一、背景说明

HBase是一个分布式的、面向列的开源NoSQL数据库,不同于传统关系型数据库,它在大数据量级下的性能表现堪称卓越。最近项目也在探索往Hbase方向迁移,故首先整理了一份Hbase入库效率方面的数据。

Hbase入库手段有三种,但针对项目实际情况,我采用了其中两种(JavaAPI和MapReduce)来进行入库操作,并进行比较。

 

二、测试环境

三台主机:一台master:192.168.13.74,两台slave(192.168.13.75/192.168.13.76)

Hadoop:Hadoop 2.6.0-cdh5.4.0

Hbase:HBase 1.0.0-cdh5.4.0

 

三、JavaAPI方式进行入库操作

1、新建java测试工程,新建测试类

2、导入相关jar包

hbase hfile 入库 hbase入库慢_大数据

 

3、新建测试类,通过HBase的API初始化连接

public static Configuration configuration;
    private static Admin admin = null;
    private static Random random = null;//生成主键使用
    private static Connection connection = null;
    static {
        try {
            configuration = HBaseConfiguration.create();
            configuration.set("hbase.zookeeper.quorum", "192.168.13.74");
            configuration.set("hbase.zookeeper.property.clientPort", "2181");
            connection = ConnectionFactory.createConnection(configuration);
            admin = connection.getAdmin();
            random = new Random();
        } catch (IOException e) {
            // TODO Auto-generated catch block
            e.printStackTrace();
        }
    }

 

4、增删改查操作

/**
     * 创建表
     * 
     * @param tableName
     */
    public static void createTable(String tableName) {
        System.out.println("start create table ......");
        TableName tn = TableName.valueOf(tableName);
        try {
            if (admin.tableExists(tn)) {
                admin.disableTable(tn);
                admin.deleteTable(tn);
                System.out.println(tableName + " is exist,detele....");
            }
            HTableDescriptor hTableDescriptor = new HTableDescriptor(tn);
            hTableDescriptor.addFamily(new HColumnDescriptor("column1"));
            hTableDescriptor.addFamily(new HColumnDescriptor("column2"));
            hTableDescriptor.addFamily(new HColumnDescriptor("column3"));
            admin.createTable(hTableDescriptor);
        } catch (IOException e) {
            // TODO Auto-generated catch block
            e.printStackTrace();
        }
        System.out.println("end create table ......");
    }

    /**
     * 插入数据
     * 
     * @param tableName
     */
    public static void insertData(String tableName) {
        // System.out.println("start insert data ......");
        Table table = null;
        TableName tn = TableName.valueOf(tableName);
        try {
            table = connection.getTable(tn);
            // System.out.println("init insert data ......");
            Put put = new Put(String.valueOf(random.nextLong()).getBytes());// 一个PUT代表一行数据,再NEW一个PUT表示第二行数据,每行一个唯一的ROWKEY,此处rowkey为put构造方法中传入的值
            put.addColumn("column1".getBytes(), null, "ddd".getBytes());// 本行数据的第一列
            put.addColumn("column2".getBytes(), null, "bbb".getBytes());// 本行数据的第三列
            put.addColumn("column3".getBytes(), null, "ccc".getBytes());// 本行数据的第三列
            // System.out.println("insert data ......");
            table.put(put);
            // System.out.println("insert data over......");
        } catch (IOException e) {
            // TODO Auto-generated catch block
            e.printStackTrace();
        } finally {
            try {
                if (table != null)

== 书面任务 A ==
根据文本片段,测试环境中master主机的IP地址是多少?
== 书面任务 B ==
请原样重抄文本片段中从“HBase是一个分布式的、面”起到“192.168.13.76)”为止(包括这两处)的部分。

[指向数据集中的条目]
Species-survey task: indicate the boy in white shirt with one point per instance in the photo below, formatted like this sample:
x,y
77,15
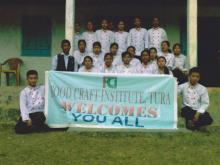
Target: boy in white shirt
x,y
126,67
81,53
134,61
77,36
195,102
32,101
97,55
121,37
105,36
156,34
179,69
138,37
90,37
166,52
145,67
108,67
88,65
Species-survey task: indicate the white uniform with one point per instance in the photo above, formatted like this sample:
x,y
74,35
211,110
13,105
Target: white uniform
x,y
180,62
104,69
156,36
76,38
79,57
158,71
31,100
90,38
83,69
195,97
98,60
145,69
106,38
153,66
121,38
139,39
169,58
117,60
126,69
135,62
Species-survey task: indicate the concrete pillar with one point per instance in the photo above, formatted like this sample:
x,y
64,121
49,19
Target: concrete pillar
x,y
70,21
192,39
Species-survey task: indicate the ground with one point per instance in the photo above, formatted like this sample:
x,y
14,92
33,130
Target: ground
x,y
76,147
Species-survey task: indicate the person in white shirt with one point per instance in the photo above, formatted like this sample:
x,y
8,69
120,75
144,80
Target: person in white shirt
x,y
156,34
195,102
88,65
162,68
144,67
97,55
138,37
166,52
121,37
134,60
64,61
89,36
105,36
108,67
32,102
179,58
179,69
81,53
126,67
116,56
77,36
153,59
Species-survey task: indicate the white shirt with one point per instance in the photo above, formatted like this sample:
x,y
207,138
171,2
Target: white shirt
x,y
153,65
135,62
104,69
79,57
121,38
195,97
126,69
169,58
31,101
180,62
98,60
106,38
55,60
117,60
76,38
139,39
83,69
158,71
156,36
90,38
145,69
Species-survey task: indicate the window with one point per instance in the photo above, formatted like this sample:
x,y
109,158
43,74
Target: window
x,y
36,36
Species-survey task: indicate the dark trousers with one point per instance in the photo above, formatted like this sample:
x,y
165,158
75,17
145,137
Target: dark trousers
x,y
38,124
204,119
181,77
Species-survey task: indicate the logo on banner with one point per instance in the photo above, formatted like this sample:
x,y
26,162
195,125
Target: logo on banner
x,y
110,82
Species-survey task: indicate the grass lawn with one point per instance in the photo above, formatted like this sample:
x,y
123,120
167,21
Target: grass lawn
x,y
91,148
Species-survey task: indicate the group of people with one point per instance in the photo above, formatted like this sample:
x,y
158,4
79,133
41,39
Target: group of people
x,y
137,52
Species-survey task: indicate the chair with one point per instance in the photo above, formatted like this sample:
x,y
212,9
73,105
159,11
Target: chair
x,y
13,68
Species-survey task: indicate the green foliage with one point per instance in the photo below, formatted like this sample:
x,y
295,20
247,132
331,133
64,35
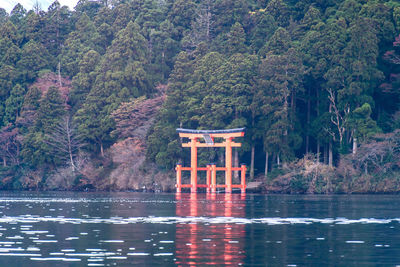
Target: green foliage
x,y
299,75
13,104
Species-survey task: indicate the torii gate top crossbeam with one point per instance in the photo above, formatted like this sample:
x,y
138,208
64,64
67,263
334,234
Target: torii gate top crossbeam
x,y
229,133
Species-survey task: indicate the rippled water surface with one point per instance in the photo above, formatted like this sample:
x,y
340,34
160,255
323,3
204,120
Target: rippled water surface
x,y
128,229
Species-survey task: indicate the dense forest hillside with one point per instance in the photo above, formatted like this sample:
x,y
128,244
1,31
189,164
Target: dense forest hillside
x,y
91,98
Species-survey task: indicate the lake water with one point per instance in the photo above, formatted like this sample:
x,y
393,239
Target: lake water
x,y
128,229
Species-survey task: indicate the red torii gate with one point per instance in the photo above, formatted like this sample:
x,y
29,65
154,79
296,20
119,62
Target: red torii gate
x,y
211,180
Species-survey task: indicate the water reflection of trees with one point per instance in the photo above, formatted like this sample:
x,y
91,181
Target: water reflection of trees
x,y
206,243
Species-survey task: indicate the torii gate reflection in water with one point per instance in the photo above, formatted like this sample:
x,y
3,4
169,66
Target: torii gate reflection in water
x,y
211,180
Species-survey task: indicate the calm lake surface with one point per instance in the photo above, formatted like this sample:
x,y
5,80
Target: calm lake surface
x,y
128,229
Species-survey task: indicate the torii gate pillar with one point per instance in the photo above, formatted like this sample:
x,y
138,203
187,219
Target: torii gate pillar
x,y
208,136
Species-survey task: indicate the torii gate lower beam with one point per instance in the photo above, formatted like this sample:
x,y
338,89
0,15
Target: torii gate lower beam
x,y
208,136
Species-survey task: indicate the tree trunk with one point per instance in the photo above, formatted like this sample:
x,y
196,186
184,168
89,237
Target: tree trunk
x,y
101,149
266,164
330,154
252,162
308,122
236,164
354,146
59,73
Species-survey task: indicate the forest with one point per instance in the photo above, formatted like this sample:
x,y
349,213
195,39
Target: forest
x,y
90,98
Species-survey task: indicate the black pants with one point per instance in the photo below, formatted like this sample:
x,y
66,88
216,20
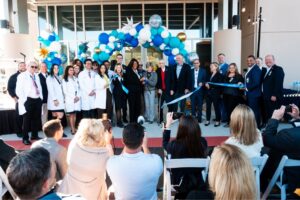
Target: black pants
x,y
32,117
213,99
230,102
134,100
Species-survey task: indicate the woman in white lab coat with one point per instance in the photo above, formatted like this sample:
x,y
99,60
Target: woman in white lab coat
x,y
72,96
101,85
55,101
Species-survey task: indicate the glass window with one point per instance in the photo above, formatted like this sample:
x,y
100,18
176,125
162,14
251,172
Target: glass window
x,y
92,16
65,22
111,17
151,9
175,16
194,20
42,18
208,20
134,10
79,23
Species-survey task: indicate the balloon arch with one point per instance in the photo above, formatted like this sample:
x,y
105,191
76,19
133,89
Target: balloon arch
x,y
130,35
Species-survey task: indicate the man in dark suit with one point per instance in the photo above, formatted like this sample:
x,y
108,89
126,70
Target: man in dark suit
x,y
43,75
181,72
11,87
164,86
284,142
253,87
197,79
272,86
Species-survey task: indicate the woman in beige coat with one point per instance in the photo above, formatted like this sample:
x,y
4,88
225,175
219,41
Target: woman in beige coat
x,y
88,153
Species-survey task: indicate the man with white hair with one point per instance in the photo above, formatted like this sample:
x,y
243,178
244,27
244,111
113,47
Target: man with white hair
x,y
29,91
272,86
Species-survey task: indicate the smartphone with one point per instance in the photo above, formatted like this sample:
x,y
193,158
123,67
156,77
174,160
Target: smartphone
x,y
177,115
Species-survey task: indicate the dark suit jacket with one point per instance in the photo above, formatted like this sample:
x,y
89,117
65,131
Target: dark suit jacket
x,y
285,142
44,87
182,82
253,82
11,85
132,81
169,82
202,78
273,82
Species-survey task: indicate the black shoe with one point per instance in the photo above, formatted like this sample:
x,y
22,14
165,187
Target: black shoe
x,y
26,142
36,138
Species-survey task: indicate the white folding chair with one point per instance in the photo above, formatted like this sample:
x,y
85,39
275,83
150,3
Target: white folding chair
x,y
182,163
258,164
5,186
285,162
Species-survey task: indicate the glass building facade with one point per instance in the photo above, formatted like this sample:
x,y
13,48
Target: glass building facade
x,y
76,23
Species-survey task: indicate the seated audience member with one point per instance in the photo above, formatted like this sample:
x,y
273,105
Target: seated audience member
x,y
188,144
7,153
54,131
283,142
88,153
244,132
134,174
31,175
230,176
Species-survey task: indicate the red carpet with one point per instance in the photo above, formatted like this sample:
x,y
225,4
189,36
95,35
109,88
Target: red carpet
x,y
153,142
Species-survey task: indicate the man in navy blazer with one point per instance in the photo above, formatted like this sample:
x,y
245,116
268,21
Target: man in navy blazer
x,y
272,86
253,87
197,79
181,72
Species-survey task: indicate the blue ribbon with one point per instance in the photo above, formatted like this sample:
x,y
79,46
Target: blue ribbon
x,y
233,85
180,98
123,87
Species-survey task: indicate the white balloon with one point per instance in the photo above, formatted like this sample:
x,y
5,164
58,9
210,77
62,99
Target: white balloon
x,y
162,46
132,32
102,47
111,39
175,51
165,34
55,47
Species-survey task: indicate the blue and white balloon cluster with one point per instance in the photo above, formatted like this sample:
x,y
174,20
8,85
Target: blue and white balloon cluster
x,y
50,52
131,35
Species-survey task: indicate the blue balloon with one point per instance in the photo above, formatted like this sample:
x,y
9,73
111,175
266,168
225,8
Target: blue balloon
x,y
171,60
134,42
51,38
103,38
139,27
103,56
157,40
168,52
114,33
174,42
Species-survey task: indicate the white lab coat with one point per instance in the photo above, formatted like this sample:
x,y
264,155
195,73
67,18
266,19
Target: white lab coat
x,y
22,89
100,101
71,90
55,93
87,85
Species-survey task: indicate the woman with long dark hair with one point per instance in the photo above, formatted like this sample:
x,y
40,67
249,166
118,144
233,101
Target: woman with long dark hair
x,y
188,144
133,81
55,101
71,91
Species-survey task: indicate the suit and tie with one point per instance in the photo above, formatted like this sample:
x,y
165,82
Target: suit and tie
x,y
272,85
253,90
197,77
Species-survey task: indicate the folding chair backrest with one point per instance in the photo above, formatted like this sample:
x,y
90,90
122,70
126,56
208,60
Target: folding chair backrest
x,y
4,182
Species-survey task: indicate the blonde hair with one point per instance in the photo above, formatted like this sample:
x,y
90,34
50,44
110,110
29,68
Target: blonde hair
x,y
91,133
243,125
231,175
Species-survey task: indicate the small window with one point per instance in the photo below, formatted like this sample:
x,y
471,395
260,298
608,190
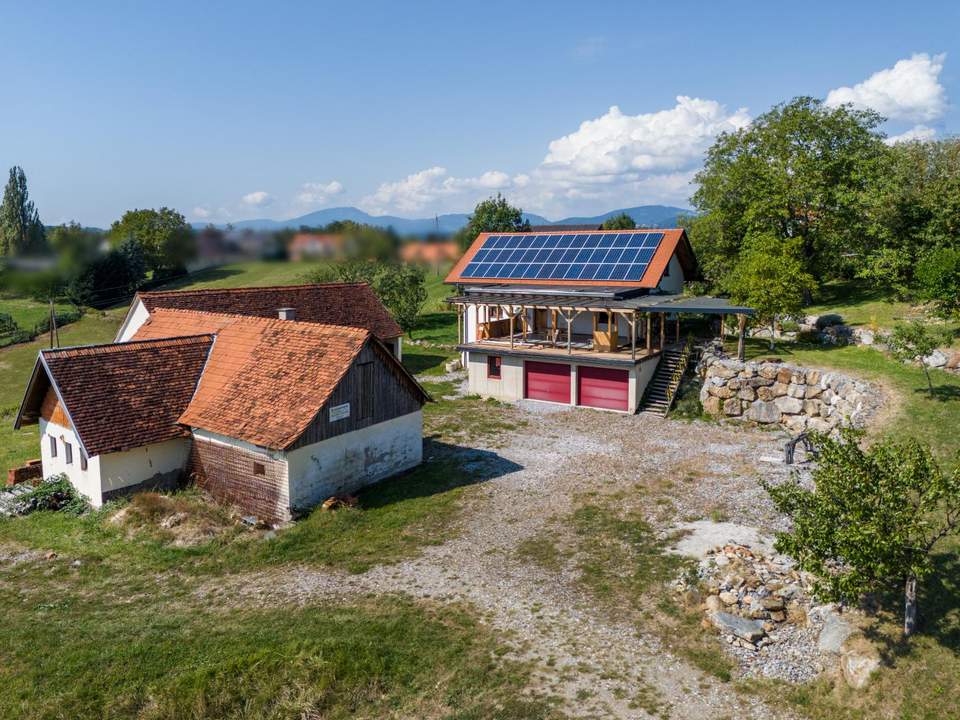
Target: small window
x,y
366,391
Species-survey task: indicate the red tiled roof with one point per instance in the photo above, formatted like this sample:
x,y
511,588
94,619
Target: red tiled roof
x,y
266,379
126,395
672,240
350,304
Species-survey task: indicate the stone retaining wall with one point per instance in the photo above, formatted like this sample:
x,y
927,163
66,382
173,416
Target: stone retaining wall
x,y
777,393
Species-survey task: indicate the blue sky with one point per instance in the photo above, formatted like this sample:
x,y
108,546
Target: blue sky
x,y
228,111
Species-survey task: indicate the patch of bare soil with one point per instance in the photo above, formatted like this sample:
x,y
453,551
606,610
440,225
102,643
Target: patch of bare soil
x,y
599,663
181,520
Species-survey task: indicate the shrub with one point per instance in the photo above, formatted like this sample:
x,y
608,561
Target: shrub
x,y
53,494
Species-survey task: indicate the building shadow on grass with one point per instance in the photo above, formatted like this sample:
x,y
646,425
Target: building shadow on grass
x,y
445,468
421,362
943,393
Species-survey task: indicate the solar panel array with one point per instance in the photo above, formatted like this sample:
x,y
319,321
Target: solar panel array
x,y
573,256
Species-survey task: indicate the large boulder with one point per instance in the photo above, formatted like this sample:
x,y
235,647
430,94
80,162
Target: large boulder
x,y
764,412
750,630
789,405
858,662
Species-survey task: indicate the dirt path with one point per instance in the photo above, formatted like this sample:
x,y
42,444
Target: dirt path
x,y
601,667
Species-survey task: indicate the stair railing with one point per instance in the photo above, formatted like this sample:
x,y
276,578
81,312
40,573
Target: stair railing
x,y
680,370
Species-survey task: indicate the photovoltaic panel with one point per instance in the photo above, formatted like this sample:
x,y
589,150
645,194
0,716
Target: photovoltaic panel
x,y
581,256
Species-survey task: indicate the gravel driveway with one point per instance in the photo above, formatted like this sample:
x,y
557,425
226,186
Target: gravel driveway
x,y
598,665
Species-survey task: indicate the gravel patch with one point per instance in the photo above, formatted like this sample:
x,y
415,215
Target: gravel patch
x,y
597,665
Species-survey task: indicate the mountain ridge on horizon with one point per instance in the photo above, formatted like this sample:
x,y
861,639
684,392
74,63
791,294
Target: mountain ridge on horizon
x,y
644,215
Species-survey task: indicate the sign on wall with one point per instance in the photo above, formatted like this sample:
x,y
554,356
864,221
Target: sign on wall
x,y
339,412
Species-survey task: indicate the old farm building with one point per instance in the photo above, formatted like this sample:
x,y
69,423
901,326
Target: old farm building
x,y
579,318
269,414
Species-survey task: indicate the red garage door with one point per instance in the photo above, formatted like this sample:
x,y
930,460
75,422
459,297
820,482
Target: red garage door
x,y
602,387
546,381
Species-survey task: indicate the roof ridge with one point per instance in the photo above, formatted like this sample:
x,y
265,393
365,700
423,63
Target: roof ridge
x,y
131,345
241,318
302,286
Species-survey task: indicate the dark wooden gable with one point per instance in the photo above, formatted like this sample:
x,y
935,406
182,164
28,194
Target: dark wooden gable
x,y
376,388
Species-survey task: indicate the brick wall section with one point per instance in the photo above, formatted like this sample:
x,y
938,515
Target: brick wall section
x,y
226,472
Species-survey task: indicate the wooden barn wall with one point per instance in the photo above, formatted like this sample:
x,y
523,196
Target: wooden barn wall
x,y
226,472
392,397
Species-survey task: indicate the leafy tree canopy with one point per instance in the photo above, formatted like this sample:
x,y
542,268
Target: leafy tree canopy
x,y
771,277
872,520
167,240
21,232
619,222
800,173
400,286
494,214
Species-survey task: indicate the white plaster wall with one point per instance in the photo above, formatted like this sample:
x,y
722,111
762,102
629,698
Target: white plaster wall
x,y
348,462
136,317
672,283
508,388
87,482
156,462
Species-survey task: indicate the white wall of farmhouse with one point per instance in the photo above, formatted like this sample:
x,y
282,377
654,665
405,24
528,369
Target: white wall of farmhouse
x,y
159,464
87,482
136,316
345,463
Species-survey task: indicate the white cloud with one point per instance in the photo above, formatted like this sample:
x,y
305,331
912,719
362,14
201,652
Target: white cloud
x,y
910,90
615,158
917,132
318,193
431,188
260,198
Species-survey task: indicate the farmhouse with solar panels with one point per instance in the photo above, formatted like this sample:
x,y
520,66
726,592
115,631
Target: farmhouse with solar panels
x,y
580,318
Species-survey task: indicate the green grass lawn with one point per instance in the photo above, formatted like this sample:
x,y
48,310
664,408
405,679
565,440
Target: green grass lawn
x,y
915,413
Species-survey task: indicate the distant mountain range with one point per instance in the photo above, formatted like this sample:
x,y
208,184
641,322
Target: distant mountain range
x,y
645,215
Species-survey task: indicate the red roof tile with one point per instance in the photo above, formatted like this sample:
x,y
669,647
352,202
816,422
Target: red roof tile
x,y
126,395
351,304
266,379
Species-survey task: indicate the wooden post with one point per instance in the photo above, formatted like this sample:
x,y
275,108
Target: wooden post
x,y
742,328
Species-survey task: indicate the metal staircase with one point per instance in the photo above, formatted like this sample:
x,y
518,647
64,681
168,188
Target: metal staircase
x,y
661,390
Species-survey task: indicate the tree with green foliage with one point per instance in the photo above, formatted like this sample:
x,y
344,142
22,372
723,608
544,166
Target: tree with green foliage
x,y
915,341
21,232
168,242
401,287
800,173
912,210
872,520
937,279
619,222
770,276
494,214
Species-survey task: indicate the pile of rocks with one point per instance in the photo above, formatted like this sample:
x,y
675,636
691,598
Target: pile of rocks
x,y
763,609
794,397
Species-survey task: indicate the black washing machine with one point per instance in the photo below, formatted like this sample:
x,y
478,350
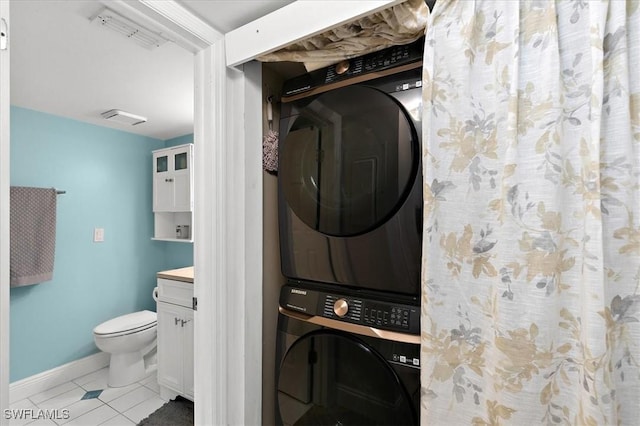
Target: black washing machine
x,y
345,359
350,174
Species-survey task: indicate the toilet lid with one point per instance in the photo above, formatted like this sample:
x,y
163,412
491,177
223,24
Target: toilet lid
x,y
127,322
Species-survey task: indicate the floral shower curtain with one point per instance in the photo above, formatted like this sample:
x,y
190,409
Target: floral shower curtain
x,y
531,268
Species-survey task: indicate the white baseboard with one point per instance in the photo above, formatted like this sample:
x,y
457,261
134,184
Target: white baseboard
x,y
40,382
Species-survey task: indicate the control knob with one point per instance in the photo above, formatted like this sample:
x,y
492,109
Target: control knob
x,y
341,307
342,67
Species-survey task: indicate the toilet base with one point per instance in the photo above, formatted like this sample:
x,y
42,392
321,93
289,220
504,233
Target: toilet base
x,y
125,369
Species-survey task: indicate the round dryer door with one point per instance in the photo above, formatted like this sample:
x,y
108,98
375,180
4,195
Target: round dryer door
x,y
330,378
348,161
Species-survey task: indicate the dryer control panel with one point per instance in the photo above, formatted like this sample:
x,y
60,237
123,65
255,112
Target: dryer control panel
x,y
374,63
355,309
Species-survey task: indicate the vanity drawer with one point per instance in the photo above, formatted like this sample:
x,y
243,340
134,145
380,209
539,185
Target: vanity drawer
x,y
176,292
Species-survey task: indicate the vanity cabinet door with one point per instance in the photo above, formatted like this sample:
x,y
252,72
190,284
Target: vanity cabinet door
x,y
170,346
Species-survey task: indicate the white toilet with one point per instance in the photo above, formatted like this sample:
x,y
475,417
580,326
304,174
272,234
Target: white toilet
x,y
131,341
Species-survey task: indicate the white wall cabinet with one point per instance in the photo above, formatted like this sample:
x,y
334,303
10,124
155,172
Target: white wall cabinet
x,y
173,193
175,339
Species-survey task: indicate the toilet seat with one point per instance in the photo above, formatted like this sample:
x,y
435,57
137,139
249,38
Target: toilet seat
x,y
127,324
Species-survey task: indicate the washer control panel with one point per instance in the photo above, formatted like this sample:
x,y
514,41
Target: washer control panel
x,y
364,311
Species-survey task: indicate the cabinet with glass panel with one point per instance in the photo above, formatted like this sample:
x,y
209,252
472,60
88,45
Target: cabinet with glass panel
x,y
173,193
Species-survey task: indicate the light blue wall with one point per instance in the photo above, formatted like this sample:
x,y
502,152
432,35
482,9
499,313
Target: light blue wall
x,y
106,174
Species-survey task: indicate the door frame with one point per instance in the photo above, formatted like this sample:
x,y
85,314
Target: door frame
x,y
4,217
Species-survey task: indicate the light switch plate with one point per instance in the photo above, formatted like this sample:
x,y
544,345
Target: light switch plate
x,y
98,235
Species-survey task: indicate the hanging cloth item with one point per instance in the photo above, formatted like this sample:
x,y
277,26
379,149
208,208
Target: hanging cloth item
x,y
531,256
270,143
401,24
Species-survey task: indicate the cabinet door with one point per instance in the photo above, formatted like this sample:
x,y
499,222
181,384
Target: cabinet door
x,y
182,179
172,180
163,185
188,354
170,346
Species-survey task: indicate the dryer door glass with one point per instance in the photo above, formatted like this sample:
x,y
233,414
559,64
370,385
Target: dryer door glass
x,y
348,161
330,378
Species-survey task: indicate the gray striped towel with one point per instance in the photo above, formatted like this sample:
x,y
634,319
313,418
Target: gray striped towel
x,y
33,235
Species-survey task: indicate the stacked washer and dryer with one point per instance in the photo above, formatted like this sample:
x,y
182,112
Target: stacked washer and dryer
x,y
350,217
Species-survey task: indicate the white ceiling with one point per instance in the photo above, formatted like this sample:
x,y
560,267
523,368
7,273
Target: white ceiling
x,y
62,64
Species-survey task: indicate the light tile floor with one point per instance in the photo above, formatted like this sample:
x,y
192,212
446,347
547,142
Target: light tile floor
x,y
114,406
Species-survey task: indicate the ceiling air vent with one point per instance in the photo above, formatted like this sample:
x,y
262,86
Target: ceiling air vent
x,y
133,31
117,116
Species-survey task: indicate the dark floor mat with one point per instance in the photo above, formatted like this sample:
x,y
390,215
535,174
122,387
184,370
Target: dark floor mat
x,y
178,412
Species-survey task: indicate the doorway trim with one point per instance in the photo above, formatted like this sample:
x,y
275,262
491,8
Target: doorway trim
x,y
5,100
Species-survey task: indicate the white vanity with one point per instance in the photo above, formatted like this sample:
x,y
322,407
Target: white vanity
x,y
175,332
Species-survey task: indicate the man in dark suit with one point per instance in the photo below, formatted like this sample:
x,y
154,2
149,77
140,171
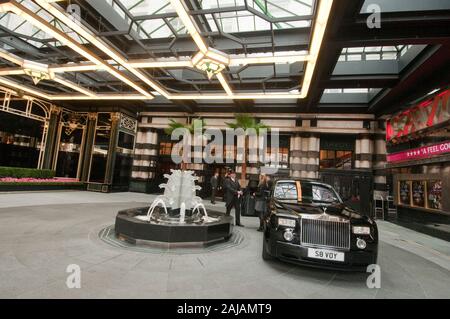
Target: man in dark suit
x,y
214,185
233,194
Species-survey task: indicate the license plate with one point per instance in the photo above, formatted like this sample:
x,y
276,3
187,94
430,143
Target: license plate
x,y
326,254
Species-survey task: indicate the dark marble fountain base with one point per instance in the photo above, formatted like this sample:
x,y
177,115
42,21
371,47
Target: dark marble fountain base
x,y
129,228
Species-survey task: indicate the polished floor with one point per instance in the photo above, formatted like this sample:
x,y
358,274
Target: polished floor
x,y
42,233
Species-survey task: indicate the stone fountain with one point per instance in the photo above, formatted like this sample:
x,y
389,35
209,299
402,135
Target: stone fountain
x,y
177,216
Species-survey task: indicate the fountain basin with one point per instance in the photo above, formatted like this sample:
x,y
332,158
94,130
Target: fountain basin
x,y
131,227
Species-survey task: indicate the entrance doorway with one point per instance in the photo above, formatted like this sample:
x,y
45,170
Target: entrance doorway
x,y
71,142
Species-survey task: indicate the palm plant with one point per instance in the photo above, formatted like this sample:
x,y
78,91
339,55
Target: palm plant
x,y
174,125
246,122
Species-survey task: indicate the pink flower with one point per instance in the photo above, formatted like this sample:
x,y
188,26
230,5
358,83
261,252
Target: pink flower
x,y
37,180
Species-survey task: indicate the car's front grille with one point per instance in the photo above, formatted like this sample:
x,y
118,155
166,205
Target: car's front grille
x,y
325,233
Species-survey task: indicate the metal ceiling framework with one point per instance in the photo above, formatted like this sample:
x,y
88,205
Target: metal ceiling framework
x,y
131,71
149,52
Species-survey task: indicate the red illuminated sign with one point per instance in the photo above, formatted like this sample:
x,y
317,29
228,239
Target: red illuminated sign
x,y
427,114
420,152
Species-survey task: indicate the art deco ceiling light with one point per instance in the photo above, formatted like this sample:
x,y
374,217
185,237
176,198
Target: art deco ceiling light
x,y
37,71
212,62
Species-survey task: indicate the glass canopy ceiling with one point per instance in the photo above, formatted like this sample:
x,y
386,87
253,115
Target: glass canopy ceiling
x,y
285,14
228,20
272,37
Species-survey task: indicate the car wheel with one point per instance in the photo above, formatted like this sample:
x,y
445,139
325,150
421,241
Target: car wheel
x,y
265,254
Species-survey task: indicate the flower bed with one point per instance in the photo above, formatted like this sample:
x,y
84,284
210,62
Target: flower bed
x,y
19,184
19,172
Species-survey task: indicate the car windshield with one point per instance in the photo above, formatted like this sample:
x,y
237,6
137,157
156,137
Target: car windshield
x,y
305,192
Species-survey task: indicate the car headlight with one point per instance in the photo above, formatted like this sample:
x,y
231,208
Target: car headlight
x,y
361,230
287,222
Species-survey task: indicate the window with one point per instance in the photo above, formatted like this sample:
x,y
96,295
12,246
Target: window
x,y
336,159
310,192
285,190
165,148
279,157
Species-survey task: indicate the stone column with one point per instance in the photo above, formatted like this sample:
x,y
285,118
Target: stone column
x,y
112,149
312,168
144,162
366,153
295,156
379,166
51,145
253,164
86,156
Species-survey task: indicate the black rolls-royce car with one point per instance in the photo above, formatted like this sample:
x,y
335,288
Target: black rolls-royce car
x,y
309,224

== 练习答案 A ==
192.168.13.74

== 练习答案 B ==
HBase是一个分布式的、面向列的开源NoSQL数据库,不同于传统关系型数据库,它在大数据量级下的性能表现堪称卓越。最近项目也在探索往Hbase方向迁移,故首先整理了一份Hbase入库效率方面的数据。

Hbase入库手段有三种,但针对项目实际情况,我采用了其中两种(JavaAPI和MapReduce)来进行入库操作,并进行比较。

 

二、测试环境

三台主机:一台master:192.168.13.74,两台slave(192.168.13.75/192.168.13.76)